• Written task
How many lines of the material below contain the word "cloud"? Reply with the number alone.
** Begin Raw data **
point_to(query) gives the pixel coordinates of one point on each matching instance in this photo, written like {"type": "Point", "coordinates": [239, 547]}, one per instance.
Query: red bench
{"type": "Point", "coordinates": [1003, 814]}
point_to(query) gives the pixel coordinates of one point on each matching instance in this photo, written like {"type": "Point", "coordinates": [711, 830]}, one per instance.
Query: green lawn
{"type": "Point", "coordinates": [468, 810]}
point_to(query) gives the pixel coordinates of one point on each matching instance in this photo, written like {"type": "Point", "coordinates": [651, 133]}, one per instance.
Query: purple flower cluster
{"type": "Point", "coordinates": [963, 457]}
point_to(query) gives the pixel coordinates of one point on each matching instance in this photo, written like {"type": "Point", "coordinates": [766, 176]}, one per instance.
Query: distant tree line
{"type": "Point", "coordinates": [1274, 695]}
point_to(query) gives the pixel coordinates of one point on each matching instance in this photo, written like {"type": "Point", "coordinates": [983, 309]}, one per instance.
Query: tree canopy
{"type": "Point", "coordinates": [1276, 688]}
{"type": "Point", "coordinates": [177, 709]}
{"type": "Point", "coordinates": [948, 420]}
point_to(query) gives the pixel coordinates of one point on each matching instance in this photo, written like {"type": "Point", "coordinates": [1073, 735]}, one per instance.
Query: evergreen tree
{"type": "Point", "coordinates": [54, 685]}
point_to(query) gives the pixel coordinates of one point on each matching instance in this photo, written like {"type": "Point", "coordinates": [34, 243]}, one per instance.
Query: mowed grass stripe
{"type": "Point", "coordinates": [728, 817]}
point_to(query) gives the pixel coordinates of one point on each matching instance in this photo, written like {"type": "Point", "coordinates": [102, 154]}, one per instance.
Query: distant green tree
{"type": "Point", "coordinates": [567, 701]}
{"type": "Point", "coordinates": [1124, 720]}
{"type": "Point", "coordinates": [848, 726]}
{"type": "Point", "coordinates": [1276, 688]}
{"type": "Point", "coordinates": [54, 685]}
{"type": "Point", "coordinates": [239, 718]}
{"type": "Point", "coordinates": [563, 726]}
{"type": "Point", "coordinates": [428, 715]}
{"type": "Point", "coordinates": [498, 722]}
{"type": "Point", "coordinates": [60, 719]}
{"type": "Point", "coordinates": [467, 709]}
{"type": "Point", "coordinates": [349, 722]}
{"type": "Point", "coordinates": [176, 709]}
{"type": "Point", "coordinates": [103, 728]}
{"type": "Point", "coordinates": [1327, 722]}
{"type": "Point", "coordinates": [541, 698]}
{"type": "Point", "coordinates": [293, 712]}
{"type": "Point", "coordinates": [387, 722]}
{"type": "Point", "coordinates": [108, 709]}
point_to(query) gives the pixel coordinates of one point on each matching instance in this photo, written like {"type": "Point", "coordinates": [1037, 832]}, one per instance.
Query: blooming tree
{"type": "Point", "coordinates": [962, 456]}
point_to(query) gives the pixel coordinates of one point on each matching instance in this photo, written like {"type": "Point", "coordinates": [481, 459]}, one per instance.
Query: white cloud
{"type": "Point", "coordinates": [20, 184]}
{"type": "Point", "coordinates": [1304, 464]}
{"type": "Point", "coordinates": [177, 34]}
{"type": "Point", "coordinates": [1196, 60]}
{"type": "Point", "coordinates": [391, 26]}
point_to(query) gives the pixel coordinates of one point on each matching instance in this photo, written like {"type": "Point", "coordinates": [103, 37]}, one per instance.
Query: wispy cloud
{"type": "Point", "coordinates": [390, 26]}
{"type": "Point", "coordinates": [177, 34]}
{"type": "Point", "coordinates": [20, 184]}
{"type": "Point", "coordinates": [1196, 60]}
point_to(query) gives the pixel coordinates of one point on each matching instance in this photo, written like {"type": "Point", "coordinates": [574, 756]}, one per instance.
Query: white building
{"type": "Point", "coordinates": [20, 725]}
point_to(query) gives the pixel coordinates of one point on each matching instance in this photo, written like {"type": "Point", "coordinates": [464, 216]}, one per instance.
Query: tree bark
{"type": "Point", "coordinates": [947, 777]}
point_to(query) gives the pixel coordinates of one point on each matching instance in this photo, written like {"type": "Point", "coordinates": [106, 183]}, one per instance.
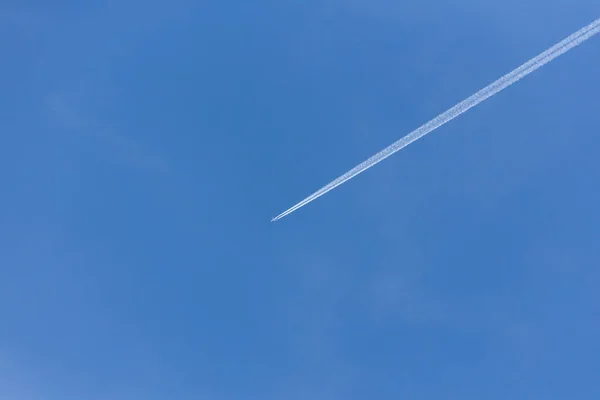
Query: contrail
{"type": "Point", "coordinates": [553, 52]}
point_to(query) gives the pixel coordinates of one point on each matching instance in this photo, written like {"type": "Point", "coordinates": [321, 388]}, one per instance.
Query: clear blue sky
{"type": "Point", "coordinates": [145, 145]}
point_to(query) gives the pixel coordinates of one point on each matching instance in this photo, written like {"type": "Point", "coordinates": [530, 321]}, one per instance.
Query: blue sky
{"type": "Point", "coordinates": [144, 147]}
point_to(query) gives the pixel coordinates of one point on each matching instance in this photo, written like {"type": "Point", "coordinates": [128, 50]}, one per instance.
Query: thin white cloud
{"type": "Point", "coordinates": [514, 76]}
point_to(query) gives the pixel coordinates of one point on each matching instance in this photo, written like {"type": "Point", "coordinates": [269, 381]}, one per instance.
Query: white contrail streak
{"type": "Point", "coordinates": [553, 52]}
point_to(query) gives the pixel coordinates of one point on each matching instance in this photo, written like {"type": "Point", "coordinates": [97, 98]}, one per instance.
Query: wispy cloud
{"type": "Point", "coordinates": [117, 145]}
{"type": "Point", "coordinates": [502, 83]}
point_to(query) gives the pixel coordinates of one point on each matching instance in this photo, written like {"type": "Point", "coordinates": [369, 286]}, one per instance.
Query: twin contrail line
{"type": "Point", "coordinates": [543, 58]}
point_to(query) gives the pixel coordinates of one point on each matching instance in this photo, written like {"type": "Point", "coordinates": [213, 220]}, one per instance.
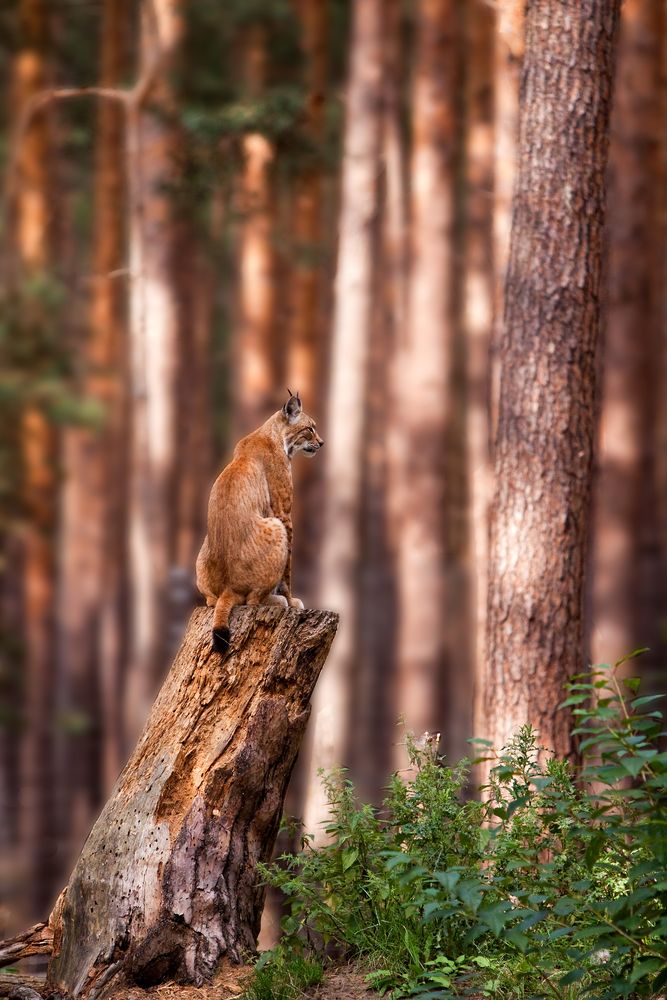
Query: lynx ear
** End Raw data **
• Final result
4